Neither wives nor widows nor women who go out on the street may have their heads uncovered. The daughters of noblemen…must cover themselves, whether it is with a shawl, a robe, or a mantle…When they go out on the street alone, they must cover themselves. A concubine who goes out on the street with her mistress must cover herself. A sacred prostitute married to a man must cover herself on the street, but one whom a man did not marry must have her head uncovered on the street; she must not veil herself. A harlot must not veil herself; her head must be uncovered. Harlots and maidservants who cover themselves shall have their garments seized, they shall be beaten with fifty blows, and shall have bitumen poured over their heads.
A slave-girl who had the temerity to veil herself would have her clothing taken from her and her ears cut off. Moreover, witnesses to any transgression of these rules must take action to report it, on pain of prosecution themselves:
He who has seen a harlot veiled must arrest her, produce witnesses and bring her to the palace tribunal; they shall not take her jewellery away, but the one who arrested her may take her clothing; they shall flog her fifty times with staves and pour bitumen over her head.

Exercise instructions: Transcribe the passage on veiling laws from "A slave-girl who" to "over her head.".

Raw data:
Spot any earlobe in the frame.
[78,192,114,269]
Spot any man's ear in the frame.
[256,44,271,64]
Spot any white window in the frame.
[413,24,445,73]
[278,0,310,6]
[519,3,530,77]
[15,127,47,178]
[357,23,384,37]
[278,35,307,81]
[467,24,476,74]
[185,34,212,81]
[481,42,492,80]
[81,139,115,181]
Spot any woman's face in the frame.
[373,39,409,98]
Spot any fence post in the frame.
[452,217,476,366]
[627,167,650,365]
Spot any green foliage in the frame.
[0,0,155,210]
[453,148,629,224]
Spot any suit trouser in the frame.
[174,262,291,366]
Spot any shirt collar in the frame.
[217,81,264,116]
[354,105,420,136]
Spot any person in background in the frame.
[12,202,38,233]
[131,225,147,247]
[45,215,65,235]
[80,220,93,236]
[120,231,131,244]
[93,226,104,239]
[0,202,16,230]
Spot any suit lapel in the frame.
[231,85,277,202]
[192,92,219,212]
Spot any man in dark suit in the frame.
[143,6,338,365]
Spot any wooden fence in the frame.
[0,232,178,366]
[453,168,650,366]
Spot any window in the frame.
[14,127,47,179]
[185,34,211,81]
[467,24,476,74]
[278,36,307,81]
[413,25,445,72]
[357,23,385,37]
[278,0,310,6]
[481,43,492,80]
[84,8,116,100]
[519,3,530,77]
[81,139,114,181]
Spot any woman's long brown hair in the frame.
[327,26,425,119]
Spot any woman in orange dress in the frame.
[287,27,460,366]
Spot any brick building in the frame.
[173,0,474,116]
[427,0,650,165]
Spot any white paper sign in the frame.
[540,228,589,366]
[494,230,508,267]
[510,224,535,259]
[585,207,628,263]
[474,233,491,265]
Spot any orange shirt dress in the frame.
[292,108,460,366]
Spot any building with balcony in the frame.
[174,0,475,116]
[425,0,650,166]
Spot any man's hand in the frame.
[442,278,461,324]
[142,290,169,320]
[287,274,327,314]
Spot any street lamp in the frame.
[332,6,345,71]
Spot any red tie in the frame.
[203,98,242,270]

Solved exercise:
A slave-girl who had the temerity to veil herself would have her clothing taken from her and her ears cut off. Moreover, witnesses to any transgression of these rules must take action to report it, on pain of prosecution themselves:
He who has seen a harlot veiled must arrest her, produce witnesses and bring her to the palace tribunal; they shall not take her jewellery away, but the one who arrested her may take her clothing; they shall flog her fifty times with staves and pour bitumen over her head.